→ **Direction**: Are you able to retype all the records below exactly?

→ **Source data**:

# # # # #

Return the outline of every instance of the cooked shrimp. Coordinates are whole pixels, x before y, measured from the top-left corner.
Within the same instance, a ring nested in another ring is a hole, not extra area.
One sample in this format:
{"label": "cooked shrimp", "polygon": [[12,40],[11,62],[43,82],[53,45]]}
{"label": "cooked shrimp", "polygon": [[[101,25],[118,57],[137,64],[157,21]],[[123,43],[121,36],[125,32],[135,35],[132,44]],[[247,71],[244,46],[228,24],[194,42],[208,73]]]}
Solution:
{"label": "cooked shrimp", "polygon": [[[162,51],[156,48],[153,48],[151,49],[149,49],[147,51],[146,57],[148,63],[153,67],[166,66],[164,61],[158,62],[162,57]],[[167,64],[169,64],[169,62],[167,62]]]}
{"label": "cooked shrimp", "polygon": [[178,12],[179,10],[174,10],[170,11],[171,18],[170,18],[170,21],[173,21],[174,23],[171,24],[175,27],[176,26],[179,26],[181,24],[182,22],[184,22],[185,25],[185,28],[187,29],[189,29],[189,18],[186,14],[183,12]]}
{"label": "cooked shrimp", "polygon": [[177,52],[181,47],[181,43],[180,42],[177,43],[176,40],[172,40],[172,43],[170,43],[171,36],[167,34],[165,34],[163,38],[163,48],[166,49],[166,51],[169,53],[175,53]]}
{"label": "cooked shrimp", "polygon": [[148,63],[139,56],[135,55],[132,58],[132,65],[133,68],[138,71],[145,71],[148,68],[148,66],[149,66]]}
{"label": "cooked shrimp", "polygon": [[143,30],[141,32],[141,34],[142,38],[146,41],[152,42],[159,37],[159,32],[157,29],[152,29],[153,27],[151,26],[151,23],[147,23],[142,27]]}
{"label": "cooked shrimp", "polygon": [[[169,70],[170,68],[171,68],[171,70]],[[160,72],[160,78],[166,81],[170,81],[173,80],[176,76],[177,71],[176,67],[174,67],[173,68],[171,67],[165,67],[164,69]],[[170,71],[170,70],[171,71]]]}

# # # # #

→ **Answer to the task**:
Return the outline of every instance of the cooked shrimp. Coordinates are whole pixels, x before y, measured from the top-left corner.
Within the same instance, a ring nested in another ring is a hole, not extra area.
One sample in this format:
{"label": "cooked shrimp", "polygon": [[12,40],[11,62],[43,82],[53,45]]}
{"label": "cooked shrimp", "polygon": [[[101,25],[118,57],[137,64],[157,21]],[[123,43],[121,36],[125,32],[135,35],[132,44]],[[247,71],[244,46],[228,24],[194,42],[208,73]]]}
Solution:
{"label": "cooked shrimp", "polygon": [[[162,51],[156,48],[153,48],[151,49],[149,49],[147,51],[146,57],[148,63],[153,67],[166,66],[164,61],[158,62],[162,57]],[[167,64],[169,64],[169,62],[167,62]]]}
{"label": "cooked shrimp", "polygon": [[178,12],[179,10],[174,10],[170,11],[171,18],[170,18],[170,21],[173,21],[174,23],[171,24],[175,27],[176,26],[179,26],[181,24],[182,22],[184,22],[185,25],[185,28],[187,29],[189,29],[189,18],[186,14],[183,12]]}
{"label": "cooked shrimp", "polygon": [[177,52],[181,47],[181,43],[180,42],[177,43],[176,40],[172,40],[172,43],[170,43],[171,36],[167,34],[165,34],[163,38],[163,48],[166,49],[166,51],[169,53],[175,53]]}
{"label": "cooked shrimp", "polygon": [[148,63],[139,56],[135,55],[132,58],[132,65],[133,68],[138,71],[145,71],[148,68],[148,66],[149,66]]}
{"label": "cooked shrimp", "polygon": [[143,30],[141,32],[141,34],[142,38],[146,41],[152,42],[159,37],[159,32],[157,29],[152,29],[153,27],[151,26],[151,23],[147,23],[142,27]]}
{"label": "cooked shrimp", "polygon": [[[169,70],[170,68],[171,68],[171,70]],[[160,72],[160,78],[166,81],[170,81],[173,80],[176,76],[177,71],[176,67],[174,67],[173,68],[171,67],[165,67],[164,69]],[[170,71],[170,70],[171,71]]]}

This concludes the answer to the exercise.